=== Task details ===
Exact repetition of every entry is required.

━━━━━━━━━━

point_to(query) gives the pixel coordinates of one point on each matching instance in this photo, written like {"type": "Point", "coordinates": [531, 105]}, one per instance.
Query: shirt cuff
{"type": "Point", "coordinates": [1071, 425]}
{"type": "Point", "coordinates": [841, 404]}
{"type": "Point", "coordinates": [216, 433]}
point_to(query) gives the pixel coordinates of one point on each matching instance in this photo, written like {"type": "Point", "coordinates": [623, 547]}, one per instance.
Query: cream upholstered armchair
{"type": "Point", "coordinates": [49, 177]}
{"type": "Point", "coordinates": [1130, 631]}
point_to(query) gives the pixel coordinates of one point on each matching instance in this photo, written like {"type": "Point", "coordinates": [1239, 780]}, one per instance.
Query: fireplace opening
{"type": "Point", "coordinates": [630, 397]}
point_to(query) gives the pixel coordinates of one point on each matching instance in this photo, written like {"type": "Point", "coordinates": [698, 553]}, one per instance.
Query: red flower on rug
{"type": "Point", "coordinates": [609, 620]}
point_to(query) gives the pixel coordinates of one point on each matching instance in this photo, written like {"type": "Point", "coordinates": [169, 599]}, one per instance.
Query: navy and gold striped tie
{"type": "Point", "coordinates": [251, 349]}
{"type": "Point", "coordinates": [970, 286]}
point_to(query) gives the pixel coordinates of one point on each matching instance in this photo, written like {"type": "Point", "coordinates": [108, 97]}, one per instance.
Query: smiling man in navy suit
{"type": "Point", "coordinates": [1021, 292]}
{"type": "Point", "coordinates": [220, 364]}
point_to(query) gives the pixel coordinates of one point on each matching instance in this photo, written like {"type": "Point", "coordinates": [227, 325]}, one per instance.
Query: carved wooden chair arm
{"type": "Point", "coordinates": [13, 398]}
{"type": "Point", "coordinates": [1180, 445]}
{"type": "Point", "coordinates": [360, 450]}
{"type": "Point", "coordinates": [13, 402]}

━━━━━━━━━━

=== Problem solution ===
point_to(query) gives the pixel coordinates of one point on each matching instance in this photo, written like {"type": "Point", "coordinates": [531, 105]}, one per instance.
Query: shirt cuff
{"type": "Point", "coordinates": [1071, 425]}
{"type": "Point", "coordinates": [841, 404]}
{"type": "Point", "coordinates": [216, 433]}
point_to(query) gives the pixel coordinates of one point on each matching instance in this photo, written like {"type": "Point", "coordinates": [623, 547]}, one per instance.
Query: cream upholstered armchair
{"type": "Point", "coordinates": [49, 177]}
{"type": "Point", "coordinates": [1130, 631]}
point_to(query) gives the pixel coordinates of one point on each matching instance in this photo, written like {"type": "Point", "coordinates": [1239, 780]}, one per instance.
Query: fireplace opening
{"type": "Point", "coordinates": [630, 397]}
point_to(query) gives the pixel coordinates of one point on each matching instance in this photo, written like {"type": "Point", "coordinates": [698, 553]}, one per instance.
Query: red flower on rug
{"type": "Point", "coordinates": [609, 620]}
point_to(query) gives the pixel coordinates of one point on each matching instance in this photo, written like {"type": "Point", "coordinates": [169, 599]}, one per instance.
Query: navy and gold striped tie
{"type": "Point", "coordinates": [251, 349]}
{"type": "Point", "coordinates": [970, 286]}
point_to(query) gives the pixel coordinates of one point on each matching instance in this photo, written like {"type": "Point", "coordinates": [108, 97]}, one per instance.
Query: smiling man in navy suit
{"type": "Point", "coordinates": [1021, 292]}
{"type": "Point", "coordinates": [220, 364]}
point_to(query) gives the pixel coordinates of one point on each matching instance in this photo, written like {"type": "Point", "coordinates": [227, 325]}, one per instance.
Query: carved wooden chair arm
{"type": "Point", "coordinates": [13, 398]}
{"type": "Point", "coordinates": [1180, 445]}
{"type": "Point", "coordinates": [360, 450]}
{"type": "Point", "coordinates": [13, 402]}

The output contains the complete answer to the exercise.